● ЗАДАНИЕ: Какую строку Пастернака приводит фрагмент о Бродском и Довлатове?

───── ФРАГМЕНТ ДОКУМЕНТА

Возьмем пример по максимуму – Бродский. Он ушел из 8-го класса, будучи уже самообразованным. Только сильный талант в атмосфере писательского официального невежества обретает редкую культурную компанию, все шел вглубь и ввысь. Но уж так судьба распорядилась по словам Ахматовой: «Советская власть уже сделала Рыжему биографию». Выехал он в Америку в ореоле сверхзаслуженной славы. Пустоте биографию даже советская власть не сделает. Вот Бродский и советовал римскому другу жить в провинции. Пастернак писал «Быть знаменитым некрасиво». Такую строку мог написать только очень знаменитый поэт. И жить в провинции – также может советовать поэт, находящийся в центре славы. Иных примеров для размышления и брать не следует. ‹…› Поэтому я и апеллирую к имени Бродского, чтобы подойти к прозе Довлатова. Вот писатель! Ему, чтобы быть новым и знаменитым, не понадобился авангард. Довлатов эмигрировал уже в абсолютно зрелом возрасте и творчестве. Без славы вдогон. И вот, чтобы стать новым, «другим» и знаменитым, ему, бедняге, понадобилось умереть. Сейчас его читают все, все издают. Россия, став политической провинцией, осталась, как ни странно, вернее еще кое-как остается, – одной из великих держав Искусства. Авангард, кое-что привнеся, уже сходит здесь на нет. Правда, резко изменилась среда и общение внутри-и-меж-литературные. Если раньше многое решала советская власть в развитии подвально-подпольной литературы, то теперь утверждению ценностей способствует тусовка, образованная внутри Москвы и Питера и выезжающая в мировое пространство, – в мировую тусовку. ‹…› Как во всякой среде, и в тусовках есть пена и накипь, но ведь есть же и чистое пиво, и чистый кипяток. А крупных писателей всегда мало. Но те, что есть, – в тусовке, а тех, кто в ней не состоит, узнают, как Довлатова, посмертно.

──────────
───── ИСХОДНЫЕ ДАННЫЕ

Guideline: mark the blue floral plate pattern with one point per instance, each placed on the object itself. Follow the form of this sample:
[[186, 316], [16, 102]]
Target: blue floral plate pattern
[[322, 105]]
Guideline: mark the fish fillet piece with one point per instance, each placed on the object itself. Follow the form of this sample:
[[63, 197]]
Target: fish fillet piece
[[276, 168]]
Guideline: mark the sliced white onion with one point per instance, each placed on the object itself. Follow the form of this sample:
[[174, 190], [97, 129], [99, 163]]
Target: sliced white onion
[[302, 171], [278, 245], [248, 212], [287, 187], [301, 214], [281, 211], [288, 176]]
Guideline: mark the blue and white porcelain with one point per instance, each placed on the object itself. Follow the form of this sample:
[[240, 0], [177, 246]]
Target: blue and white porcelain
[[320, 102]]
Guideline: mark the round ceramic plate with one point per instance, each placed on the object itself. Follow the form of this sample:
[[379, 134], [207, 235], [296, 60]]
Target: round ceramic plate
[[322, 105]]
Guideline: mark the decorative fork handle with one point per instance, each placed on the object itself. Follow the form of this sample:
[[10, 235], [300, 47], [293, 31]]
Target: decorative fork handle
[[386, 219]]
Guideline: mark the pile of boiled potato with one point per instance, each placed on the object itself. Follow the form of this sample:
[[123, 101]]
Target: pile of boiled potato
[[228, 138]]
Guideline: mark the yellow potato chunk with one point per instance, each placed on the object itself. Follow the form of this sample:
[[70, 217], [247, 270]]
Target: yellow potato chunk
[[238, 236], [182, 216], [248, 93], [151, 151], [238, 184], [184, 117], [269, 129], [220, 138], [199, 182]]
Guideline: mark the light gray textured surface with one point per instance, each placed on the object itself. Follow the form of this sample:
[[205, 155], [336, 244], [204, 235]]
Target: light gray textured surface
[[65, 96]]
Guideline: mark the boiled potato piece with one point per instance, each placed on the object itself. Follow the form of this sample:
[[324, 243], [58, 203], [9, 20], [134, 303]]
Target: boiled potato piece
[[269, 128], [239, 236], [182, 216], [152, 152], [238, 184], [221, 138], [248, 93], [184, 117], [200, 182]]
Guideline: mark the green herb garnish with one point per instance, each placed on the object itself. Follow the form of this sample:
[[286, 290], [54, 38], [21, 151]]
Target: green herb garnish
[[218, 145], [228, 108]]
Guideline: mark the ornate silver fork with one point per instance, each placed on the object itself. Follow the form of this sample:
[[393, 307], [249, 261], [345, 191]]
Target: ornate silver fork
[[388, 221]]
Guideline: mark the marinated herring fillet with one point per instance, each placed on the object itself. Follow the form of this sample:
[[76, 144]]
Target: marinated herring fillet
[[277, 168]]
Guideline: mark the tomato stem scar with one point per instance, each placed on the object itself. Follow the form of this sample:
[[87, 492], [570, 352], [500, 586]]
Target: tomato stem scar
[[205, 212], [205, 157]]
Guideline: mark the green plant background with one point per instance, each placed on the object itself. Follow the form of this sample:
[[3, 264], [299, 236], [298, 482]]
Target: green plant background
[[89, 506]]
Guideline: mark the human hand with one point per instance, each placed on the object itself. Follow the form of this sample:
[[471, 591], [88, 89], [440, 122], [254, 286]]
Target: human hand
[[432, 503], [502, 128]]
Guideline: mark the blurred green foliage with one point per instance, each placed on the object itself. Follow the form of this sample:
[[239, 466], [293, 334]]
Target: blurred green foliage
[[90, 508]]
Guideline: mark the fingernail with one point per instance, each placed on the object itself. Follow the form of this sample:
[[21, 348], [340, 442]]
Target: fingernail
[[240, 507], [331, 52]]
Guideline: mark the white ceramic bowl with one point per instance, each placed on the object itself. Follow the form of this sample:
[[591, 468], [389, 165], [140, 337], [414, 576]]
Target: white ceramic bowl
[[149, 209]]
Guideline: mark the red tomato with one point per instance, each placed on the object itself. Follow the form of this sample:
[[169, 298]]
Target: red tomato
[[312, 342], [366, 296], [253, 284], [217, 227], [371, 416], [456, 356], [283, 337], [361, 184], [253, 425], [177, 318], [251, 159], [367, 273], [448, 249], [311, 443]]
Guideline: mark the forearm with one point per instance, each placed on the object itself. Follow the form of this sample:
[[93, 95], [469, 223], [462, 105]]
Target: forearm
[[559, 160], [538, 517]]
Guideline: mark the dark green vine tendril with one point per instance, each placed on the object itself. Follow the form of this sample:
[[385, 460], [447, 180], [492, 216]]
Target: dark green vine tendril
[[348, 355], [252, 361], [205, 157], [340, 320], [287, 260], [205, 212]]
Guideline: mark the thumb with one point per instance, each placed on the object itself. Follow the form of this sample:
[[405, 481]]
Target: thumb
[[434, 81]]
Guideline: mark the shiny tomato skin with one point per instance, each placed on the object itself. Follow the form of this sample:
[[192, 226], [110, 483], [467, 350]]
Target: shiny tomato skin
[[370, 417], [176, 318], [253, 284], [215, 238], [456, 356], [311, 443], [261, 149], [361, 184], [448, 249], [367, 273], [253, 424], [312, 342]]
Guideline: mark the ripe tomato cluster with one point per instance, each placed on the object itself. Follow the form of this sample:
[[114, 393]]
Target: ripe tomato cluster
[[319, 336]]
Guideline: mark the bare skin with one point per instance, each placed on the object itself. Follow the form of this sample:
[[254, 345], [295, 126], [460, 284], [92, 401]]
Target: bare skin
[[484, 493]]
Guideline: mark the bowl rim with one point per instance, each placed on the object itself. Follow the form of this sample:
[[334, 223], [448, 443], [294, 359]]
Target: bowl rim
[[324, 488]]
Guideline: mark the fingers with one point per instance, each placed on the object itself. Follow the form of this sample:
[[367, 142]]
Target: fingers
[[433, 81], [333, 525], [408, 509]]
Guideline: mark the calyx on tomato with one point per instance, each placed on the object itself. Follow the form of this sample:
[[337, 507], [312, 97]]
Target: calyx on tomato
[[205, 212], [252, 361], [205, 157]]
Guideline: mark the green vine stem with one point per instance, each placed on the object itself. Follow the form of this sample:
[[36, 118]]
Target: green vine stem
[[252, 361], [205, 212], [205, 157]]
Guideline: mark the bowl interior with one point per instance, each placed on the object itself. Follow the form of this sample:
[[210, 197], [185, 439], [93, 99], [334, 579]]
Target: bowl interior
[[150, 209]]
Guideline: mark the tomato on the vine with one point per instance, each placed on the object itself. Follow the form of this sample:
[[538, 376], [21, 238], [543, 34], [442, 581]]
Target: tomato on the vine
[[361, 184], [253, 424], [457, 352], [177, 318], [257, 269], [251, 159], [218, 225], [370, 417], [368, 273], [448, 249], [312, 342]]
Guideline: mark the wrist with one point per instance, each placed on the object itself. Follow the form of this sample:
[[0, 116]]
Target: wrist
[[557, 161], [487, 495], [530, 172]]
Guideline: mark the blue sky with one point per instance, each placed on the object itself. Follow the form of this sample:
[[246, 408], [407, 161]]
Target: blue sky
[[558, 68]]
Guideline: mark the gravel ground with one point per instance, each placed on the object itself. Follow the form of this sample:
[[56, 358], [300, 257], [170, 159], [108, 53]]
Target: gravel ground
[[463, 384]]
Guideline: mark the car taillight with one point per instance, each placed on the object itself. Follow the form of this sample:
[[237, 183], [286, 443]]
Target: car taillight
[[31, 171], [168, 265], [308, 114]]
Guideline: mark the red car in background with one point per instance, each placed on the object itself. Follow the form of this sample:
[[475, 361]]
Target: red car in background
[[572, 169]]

──────────

● РЕШЕНИЕ ЗАДАНИЯ: «Быть знаменитым некрасиво».